__TEXTO__:
Ao pretender ignorar a liberdade de todas as pessoas não católicas, o governo desrespeita-nos a todos enquanto cidadãos. Porque o que está em causa é, precisamente, a liberdade de culto, que só existe se for universal. Excluir a liberdade de não acreditar, ou desprezar os direitos de quem pensa de forma diferente dos membros do governo, é uma tremenda falta de respeito por toda a gente — católicos incluídos.
E quem for católico, e ao ler este texto ache que este é um assunto sem importância, faça um exercício e substitua a letra C de EMRC por M, e veja se ainda assim concorda com o ministro Crato: Educação Moral e Religiosa Muçulmana. Para mim, ser esta ou outra religião é igual, porque não acredito em nenhuma; para quem é católico, provavelmente não será. Nem para quem é hindu, budista, evangélico ou ateu. Respeitem-se as crianças e a liberdade de não acreditar.

__DADOS BRUTOS__:
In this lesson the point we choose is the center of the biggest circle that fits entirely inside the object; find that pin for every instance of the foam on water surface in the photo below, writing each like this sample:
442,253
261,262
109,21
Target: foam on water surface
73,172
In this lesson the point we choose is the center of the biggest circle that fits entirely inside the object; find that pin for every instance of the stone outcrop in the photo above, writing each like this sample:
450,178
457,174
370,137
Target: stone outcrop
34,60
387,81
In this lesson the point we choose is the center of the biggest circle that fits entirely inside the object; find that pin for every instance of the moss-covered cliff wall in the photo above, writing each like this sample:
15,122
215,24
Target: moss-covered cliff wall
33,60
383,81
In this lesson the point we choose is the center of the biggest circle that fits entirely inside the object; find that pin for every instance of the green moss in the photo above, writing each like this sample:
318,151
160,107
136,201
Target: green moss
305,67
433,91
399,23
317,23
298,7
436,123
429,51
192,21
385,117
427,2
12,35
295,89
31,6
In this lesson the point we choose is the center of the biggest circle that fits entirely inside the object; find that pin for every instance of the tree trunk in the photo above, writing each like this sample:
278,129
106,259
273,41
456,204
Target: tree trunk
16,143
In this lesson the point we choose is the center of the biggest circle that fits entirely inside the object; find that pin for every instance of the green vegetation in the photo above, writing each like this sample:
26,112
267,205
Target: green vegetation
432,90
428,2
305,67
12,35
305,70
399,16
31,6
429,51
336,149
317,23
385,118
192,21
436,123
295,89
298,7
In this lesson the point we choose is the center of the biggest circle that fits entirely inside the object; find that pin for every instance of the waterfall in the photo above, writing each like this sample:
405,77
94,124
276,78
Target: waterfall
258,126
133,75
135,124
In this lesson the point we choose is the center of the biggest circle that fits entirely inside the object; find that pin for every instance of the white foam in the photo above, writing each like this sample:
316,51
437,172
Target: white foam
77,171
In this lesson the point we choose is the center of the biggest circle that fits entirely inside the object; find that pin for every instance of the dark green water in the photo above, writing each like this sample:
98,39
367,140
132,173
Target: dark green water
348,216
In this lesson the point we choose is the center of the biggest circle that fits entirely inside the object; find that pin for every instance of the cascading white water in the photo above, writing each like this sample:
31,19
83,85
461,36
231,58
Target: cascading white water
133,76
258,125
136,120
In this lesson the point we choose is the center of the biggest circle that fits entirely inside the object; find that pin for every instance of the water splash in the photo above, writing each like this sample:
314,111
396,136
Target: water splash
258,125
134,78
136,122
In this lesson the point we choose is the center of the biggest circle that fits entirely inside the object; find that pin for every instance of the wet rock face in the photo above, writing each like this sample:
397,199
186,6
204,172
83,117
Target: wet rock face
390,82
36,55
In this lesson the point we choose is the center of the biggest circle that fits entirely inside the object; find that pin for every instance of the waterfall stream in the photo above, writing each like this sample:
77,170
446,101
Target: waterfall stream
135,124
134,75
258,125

__OBJETIVO 1__: Indique se cada afirmação está de acordo com o texto, respondendo sim ou não e citando textualmente as palavras do texto que o decidem. (a) A liberdade de culto só existe se for universal. (b) Quem escreve o texto declara seguir a religião católica. (c) O texto propõe a quem for católico trocar, como exercício, a letra C de EMRC por M.
__OBJETIVO 2__: Transcreva do texto, sem qualquer alteração, o trecho que vai de "Ao pretender ignorar" até "gente — católicos incluídos.".
Recorra exclusivamente ao texto.

__RESPOSTA CORRETA 1__:
(a) Sim: "a liberdade de culto, que só existe se for universal".
(b) Não: "porque não acredito em nenhuma".
(c) Sim: "faça um exercício e substitua a letra C de EMRC por M".

__RESPOSTA CORRETA 2__:
Ao pretender ignorar a liberdade de todas as pessoas não católicas, o governo desrespeita-nos a todos enquanto cidadãos. Porque o que está em causa é, precisamente, a liberdade de culto, que só existe se for universal. Excluir a liberdade de não acreditar, ou desprezar os direitos de quem pensa de forma diferente dos membros do governo, é uma tremenda falta de respeito por toda a gente — católicos incluídos.